-- Opening Marker --

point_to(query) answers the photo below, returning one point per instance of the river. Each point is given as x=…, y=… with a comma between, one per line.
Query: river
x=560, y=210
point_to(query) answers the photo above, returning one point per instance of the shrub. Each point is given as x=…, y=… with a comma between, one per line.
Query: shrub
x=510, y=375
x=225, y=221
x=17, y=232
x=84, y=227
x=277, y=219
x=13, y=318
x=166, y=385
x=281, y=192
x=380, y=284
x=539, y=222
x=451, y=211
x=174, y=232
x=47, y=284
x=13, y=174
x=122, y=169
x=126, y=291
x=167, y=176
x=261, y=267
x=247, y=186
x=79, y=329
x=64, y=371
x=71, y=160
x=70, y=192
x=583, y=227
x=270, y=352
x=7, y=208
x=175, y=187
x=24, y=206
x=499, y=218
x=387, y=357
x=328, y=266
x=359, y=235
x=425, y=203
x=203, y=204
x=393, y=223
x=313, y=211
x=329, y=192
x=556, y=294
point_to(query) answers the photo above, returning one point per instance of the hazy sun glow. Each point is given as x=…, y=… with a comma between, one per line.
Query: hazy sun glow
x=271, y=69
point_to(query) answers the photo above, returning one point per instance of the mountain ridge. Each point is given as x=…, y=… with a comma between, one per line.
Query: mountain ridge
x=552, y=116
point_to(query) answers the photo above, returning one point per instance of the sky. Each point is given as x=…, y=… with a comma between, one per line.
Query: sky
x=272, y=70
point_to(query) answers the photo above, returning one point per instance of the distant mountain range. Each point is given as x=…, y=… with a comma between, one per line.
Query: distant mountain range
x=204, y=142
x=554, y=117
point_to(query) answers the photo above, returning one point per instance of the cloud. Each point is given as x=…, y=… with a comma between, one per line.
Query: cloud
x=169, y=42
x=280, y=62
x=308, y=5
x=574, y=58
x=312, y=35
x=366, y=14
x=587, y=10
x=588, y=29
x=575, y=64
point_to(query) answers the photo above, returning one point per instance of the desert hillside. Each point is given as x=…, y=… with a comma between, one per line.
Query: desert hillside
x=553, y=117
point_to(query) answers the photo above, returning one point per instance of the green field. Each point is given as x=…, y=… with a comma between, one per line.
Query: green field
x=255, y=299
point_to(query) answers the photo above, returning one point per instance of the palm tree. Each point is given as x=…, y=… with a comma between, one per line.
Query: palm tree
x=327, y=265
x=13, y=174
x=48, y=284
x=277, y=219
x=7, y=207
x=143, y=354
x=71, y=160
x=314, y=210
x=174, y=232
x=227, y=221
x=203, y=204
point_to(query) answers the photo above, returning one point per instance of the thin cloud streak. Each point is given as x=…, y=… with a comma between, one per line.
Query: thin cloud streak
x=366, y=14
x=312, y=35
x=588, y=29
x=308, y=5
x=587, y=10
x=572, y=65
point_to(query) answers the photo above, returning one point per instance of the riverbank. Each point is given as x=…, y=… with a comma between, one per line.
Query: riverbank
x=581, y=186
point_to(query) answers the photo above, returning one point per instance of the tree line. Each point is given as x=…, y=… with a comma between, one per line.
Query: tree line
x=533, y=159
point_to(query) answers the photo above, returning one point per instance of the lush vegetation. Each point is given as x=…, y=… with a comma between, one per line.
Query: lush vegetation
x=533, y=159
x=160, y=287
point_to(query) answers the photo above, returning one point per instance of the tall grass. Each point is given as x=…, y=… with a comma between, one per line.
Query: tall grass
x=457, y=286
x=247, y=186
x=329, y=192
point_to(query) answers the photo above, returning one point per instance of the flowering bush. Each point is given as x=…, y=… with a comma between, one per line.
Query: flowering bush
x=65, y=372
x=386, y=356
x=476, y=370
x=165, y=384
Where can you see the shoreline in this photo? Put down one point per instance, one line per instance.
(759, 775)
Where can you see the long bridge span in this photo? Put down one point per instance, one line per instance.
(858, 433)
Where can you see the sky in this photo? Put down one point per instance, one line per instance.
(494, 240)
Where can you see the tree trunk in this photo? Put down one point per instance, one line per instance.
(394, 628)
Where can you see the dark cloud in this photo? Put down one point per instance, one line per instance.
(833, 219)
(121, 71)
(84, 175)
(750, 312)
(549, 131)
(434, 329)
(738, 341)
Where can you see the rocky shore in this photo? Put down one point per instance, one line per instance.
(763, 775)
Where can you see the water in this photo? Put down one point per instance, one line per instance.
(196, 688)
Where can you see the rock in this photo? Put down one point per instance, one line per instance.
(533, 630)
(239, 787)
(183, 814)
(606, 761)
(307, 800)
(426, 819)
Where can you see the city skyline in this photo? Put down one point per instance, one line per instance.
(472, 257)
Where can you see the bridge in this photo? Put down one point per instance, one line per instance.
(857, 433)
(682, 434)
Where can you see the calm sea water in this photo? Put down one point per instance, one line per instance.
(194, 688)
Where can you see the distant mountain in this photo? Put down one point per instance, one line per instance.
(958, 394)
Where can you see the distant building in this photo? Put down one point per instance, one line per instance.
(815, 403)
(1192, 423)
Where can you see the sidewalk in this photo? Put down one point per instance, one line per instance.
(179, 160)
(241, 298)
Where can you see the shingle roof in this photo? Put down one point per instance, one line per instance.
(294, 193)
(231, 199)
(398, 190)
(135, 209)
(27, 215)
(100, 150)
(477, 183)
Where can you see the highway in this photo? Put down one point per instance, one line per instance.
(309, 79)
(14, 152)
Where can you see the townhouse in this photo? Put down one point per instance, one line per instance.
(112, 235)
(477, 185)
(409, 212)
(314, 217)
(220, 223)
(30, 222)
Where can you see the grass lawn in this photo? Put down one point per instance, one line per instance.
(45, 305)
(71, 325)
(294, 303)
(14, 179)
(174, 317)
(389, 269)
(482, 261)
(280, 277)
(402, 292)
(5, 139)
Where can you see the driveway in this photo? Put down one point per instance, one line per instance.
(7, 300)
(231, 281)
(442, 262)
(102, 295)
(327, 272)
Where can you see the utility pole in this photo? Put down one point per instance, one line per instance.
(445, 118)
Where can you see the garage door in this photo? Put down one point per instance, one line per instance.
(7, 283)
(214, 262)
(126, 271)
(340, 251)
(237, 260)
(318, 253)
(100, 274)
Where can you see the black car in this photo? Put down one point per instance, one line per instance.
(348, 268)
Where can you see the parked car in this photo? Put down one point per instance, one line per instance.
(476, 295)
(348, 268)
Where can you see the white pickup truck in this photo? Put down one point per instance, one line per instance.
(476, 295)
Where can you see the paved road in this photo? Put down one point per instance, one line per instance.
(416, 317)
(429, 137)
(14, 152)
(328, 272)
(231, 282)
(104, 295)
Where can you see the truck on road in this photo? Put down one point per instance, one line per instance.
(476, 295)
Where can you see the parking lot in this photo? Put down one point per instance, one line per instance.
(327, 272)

-- Closing Marker --

=== Your task ===
Only an exact transcription of all the records above counts as an answer.

=== Result of this task ===
point_to(query) answers the photo below, returning one point per instance of the river. Each point is given as x=…, y=… with a comma between, one per line.
Query: river
x=560, y=210
point_to(query) answers the photo above, returning one point per instance of the shrub. Each point is given as x=…, y=… with a comma between, one per line.
Query: shrub
x=510, y=375
x=225, y=221
x=17, y=232
x=84, y=227
x=277, y=219
x=13, y=318
x=166, y=385
x=281, y=192
x=380, y=284
x=539, y=222
x=451, y=211
x=174, y=232
x=47, y=284
x=13, y=174
x=122, y=169
x=126, y=291
x=167, y=176
x=261, y=267
x=247, y=186
x=79, y=329
x=64, y=371
x=71, y=160
x=70, y=192
x=583, y=227
x=270, y=352
x=7, y=208
x=175, y=187
x=24, y=206
x=499, y=218
x=387, y=357
x=328, y=266
x=359, y=235
x=425, y=203
x=203, y=204
x=393, y=223
x=313, y=211
x=329, y=192
x=556, y=294
point_to(query) answers the photo above, returning one point per instance of the hazy sun glow. Each point is given as x=…, y=… with a comma between, one per line.
Query: hazy sun glow
x=271, y=69
point_to(query) answers the photo above, returning one point per instance of the mountain ridge. Each point is given as x=…, y=… with a comma between, one per line.
Query: mountain ridge
x=552, y=116
point_to(query) answers the photo above, returning one point per instance of the sky. Each point is given as x=…, y=… with a comma between, one per line.
Query: sky
x=272, y=70
point_to(query) answers the photo above, returning one point per instance of the distant mountain range. Each point is given as x=…, y=… with a comma between, one per line.
Query: distant mountain range
x=204, y=142
x=554, y=117
point_to(query) answers the photo above, returning one point per instance of the cloud. Each point is given as x=…, y=… with a comma between, one per line.
Query: cloud
x=169, y=42
x=280, y=62
x=308, y=5
x=574, y=58
x=312, y=35
x=366, y=14
x=587, y=10
x=588, y=29
x=575, y=64
point_to(query) answers the photo above, returning one point per instance of the desert hillside. Each point is given as x=…, y=… with a comma between, one per line.
Query: desert hillside
x=553, y=117
point_to(query) answers the photo above, returning one point per instance of the green field. Each point is given as x=…, y=… with a comma between, one per line.
Query: green field
x=255, y=299
point_to(query) answers the photo above, returning one point per instance of the palm tree. Each point is given as x=…, y=… with a comma between, one per line.
Query: palm tree
x=327, y=265
x=13, y=174
x=48, y=284
x=277, y=219
x=7, y=207
x=143, y=354
x=71, y=160
x=314, y=210
x=174, y=232
x=227, y=221
x=203, y=204
point_to(query) answers the photo above, returning one point per instance of the thin cloud streak. Each point is given as x=…, y=… with a comma between, one per line.
Query: thin cloud streak
x=366, y=14
x=312, y=35
x=588, y=29
x=308, y=5
x=587, y=10
x=572, y=65
point_to(query) answers the photo above, returning one point per instance of the riverbank. Each point is given as x=…, y=… with a comma between, one per line.
Query: riverbank
x=581, y=186
point_to(query) answers the photo above, returning one point per instance of the tree line. Each point is given as x=…, y=… with a comma between, one per line.
Query: tree line
x=533, y=159
point_to(query) answers the photo above, returning one point per instance of the lush vegetation. Each point is given as x=…, y=… with a comma between, one per line.
Query: lush vegetation
x=533, y=159
x=160, y=287
point_to(query) answers the photo above, returning one point per instance of the tall grass. Each point is given as x=…, y=… with a comma between, one per line.
Query: tall grass
x=457, y=286
x=247, y=186
x=329, y=192
point_to(query) answers the photo above, returning one point per instance of the flowering bush. Each point is given as x=…, y=… with a comma between, one per line.
Query: flowering bush
x=65, y=372
x=386, y=356
x=476, y=370
x=165, y=384
Where can you see the shoreline in this photo? Put down one point per instance, one line per instance.
(759, 775)
Where can you see the long bridge span in this photo? Put down one point per instance, one line per instance.
(858, 433)
Where can you see the sky in this photo? Put down one point per instance, one line per instance.
(494, 240)
Where can you see the tree trunk in this photo? Put down one point per instance, one line per instance.
(394, 628)
Where can you see the dark cloud in this photo? Put down one point per instance, one line per instance.
(833, 219)
(121, 71)
(84, 175)
(750, 312)
(549, 131)
(434, 329)
(738, 341)
Where can you see the rocky shore in this photo? Put down one point per instance, one line per instance.
(763, 775)
Where can you see the water in this photo? Put down one point per instance, one line per instance.
(196, 688)
Where can you see the rock in this photo? Put down one point per instance, one line per instance.
(533, 630)
(239, 787)
(183, 814)
(606, 761)
(307, 800)
(426, 819)
Where can you see the city skyline in this photo? Put down one point per instance, one line per instance.
(472, 257)
Where can you see the bridge in this photo? Put down one point per instance, one line per instance.
(857, 433)
(682, 434)
Where can you see the calm sea water in this photo? Put down one point per instance, one line per instance.
(194, 688)
Where can you see the distant mountain in this photo? Put down one point per instance, one line per instance.
(958, 394)
Where can you see the distant building in this photo? Put down one point per instance, one line per instance.
(815, 403)
(1192, 423)
Where can you see the sidewalk in this photo? Put down one point per instance, one line per instance.
(179, 160)
(241, 298)
Where can you see the shingle roof in this photo? Put down one point per instance, one line per instance.
(294, 193)
(231, 199)
(398, 190)
(135, 209)
(27, 215)
(100, 150)
(477, 183)
Where can you see the highway in this photo? Put down one point per instance, one line per instance.
(309, 79)
(14, 152)
Where can you see the townhouse in this photo? Put down one point per instance, one line per instance.
(112, 235)
(477, 185)
(409, 212)
(314, 217)
(220, 223)
(30, 222)
Where can you see the grass lawn in this photo? Put down one point per instance, one line per instance.
(45, 305)
(71, 325)
(294, 303)
(14, 179)
(174, 317)
(389, 269)
(482, 261)
(280, 277)
(402, 292)
(5, 139)
Where can you see the driveway in this photo? Put down one point per instance, one line per instance.
(7, 300)
(231, 281)
(442, 262)
(102, 295)
(327, 272)
Where can you see the utility pole in this photo? Put down one point per instance, one line per instance.
(445, 118)
Where can you see the garage door in this photo? Put down one point per instance, one line per instance.
(7, 283)
(214, 262)
(126, 271)
(340, 251)
(237, 260)
(318, 253)
(100, 274)
Where can you see the black car in this photo? Put down one point per instance, one line per instance.
(348, 268)
Where can you see the parked car in this photo? Put down one point per instance, one line per instance.
(476, 295)
(348, 268)
Where can you see the white pickup truck in this photo? Put down one point per instance, one line per instance.
(476, 295)
Where can you see the paved road in this photo? Put down one point per instance, one line per instance.
(416, 317)
(429, 137)
(14, 152)
(328, 272)
(231, 282)
(104, 295)
Where can you see the truck on road in this photo? Put down one point per instance, one line per instance.
(476, 295)
Where can you see the parking lot in this photo? Put down one point per instance, one line per instance.
(327, 272)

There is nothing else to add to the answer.